Source material section start
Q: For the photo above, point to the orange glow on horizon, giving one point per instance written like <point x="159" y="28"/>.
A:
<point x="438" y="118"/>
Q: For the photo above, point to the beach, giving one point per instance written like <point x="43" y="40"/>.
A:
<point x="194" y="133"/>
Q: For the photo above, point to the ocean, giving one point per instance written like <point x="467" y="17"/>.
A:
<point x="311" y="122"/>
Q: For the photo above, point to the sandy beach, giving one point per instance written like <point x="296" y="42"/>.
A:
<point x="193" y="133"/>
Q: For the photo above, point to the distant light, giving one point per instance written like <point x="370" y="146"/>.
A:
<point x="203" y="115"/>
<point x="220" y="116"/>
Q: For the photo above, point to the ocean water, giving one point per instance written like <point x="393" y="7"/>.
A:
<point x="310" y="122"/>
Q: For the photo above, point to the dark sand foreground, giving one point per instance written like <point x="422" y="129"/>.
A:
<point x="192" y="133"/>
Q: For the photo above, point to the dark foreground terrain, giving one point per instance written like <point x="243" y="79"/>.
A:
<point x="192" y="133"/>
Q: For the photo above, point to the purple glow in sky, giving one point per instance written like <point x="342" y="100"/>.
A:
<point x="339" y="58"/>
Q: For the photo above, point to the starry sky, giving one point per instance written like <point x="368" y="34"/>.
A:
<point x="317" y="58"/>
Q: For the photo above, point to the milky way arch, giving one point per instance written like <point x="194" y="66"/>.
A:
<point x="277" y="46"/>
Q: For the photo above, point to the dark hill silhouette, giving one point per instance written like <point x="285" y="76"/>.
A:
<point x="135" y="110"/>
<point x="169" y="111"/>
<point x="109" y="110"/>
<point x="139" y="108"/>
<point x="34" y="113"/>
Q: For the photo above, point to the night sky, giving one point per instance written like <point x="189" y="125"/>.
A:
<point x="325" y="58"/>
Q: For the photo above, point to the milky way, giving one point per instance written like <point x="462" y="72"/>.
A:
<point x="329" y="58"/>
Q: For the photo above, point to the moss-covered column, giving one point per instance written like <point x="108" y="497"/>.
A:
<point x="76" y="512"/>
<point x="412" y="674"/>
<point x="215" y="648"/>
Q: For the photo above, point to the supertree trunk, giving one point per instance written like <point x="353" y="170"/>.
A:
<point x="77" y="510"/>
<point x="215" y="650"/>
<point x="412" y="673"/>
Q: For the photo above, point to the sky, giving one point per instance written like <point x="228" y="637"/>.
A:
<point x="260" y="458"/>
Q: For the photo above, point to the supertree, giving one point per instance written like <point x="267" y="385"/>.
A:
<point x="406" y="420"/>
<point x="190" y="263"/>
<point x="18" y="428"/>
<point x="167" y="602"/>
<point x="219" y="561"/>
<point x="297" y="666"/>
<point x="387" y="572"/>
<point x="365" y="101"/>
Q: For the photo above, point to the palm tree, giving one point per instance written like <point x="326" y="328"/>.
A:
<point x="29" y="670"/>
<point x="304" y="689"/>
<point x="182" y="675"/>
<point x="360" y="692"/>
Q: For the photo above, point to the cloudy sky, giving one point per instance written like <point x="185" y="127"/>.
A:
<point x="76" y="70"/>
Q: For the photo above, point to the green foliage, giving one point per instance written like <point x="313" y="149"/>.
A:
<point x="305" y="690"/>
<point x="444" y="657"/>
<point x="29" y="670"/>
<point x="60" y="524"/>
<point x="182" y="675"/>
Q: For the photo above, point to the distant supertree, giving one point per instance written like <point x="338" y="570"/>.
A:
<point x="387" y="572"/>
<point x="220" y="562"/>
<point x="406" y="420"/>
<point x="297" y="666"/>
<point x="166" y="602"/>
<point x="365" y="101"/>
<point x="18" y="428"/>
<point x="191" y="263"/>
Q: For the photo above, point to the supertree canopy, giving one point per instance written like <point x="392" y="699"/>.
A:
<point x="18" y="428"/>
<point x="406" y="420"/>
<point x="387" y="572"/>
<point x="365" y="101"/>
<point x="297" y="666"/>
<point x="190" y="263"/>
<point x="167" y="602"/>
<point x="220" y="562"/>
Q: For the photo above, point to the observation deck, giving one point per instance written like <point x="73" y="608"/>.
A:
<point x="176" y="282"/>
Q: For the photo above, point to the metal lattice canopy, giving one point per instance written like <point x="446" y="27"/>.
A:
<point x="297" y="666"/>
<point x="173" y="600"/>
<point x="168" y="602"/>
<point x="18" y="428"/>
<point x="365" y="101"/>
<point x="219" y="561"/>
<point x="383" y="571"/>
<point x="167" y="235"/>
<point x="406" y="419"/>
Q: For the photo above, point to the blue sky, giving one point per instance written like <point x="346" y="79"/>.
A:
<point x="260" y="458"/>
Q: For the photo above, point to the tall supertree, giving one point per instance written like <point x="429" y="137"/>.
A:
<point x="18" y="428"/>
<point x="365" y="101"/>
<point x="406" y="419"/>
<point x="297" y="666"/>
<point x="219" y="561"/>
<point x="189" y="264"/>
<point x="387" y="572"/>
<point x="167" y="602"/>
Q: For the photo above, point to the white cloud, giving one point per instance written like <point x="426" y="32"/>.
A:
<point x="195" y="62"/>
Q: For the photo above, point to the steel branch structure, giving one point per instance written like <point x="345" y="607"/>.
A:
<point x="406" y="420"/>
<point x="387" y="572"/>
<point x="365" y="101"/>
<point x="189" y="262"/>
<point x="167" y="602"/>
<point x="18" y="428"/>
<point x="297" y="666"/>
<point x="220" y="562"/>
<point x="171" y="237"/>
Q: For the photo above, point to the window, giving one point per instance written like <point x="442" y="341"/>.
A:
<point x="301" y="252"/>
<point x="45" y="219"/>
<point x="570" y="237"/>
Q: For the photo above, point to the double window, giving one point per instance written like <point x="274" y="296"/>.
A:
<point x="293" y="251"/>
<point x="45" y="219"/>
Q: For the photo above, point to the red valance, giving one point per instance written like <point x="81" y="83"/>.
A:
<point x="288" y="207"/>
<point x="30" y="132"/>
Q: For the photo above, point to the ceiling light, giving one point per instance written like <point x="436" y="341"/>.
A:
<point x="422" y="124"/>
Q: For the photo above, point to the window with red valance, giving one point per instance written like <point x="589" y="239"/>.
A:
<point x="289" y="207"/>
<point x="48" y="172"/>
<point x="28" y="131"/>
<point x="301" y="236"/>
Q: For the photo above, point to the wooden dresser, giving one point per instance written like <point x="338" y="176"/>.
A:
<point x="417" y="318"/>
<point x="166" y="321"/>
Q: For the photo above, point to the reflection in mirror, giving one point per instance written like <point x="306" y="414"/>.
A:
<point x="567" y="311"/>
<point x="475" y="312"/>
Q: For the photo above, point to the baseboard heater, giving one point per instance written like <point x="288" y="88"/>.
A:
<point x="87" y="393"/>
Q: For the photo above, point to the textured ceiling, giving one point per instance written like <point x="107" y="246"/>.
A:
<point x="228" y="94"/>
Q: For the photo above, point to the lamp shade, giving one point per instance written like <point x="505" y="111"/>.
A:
Source material section end
Whenever the word "ceiling" shows up in a line of the entries above, copy that line.

(Response):
Q: For the photo above, point to the ceiling light, giving one point per instance written like <point x="436" y="341"/>.
Q: For the photo above, point to the textured ceiling, giving one point per instance written like <point x="107" y="246"/>.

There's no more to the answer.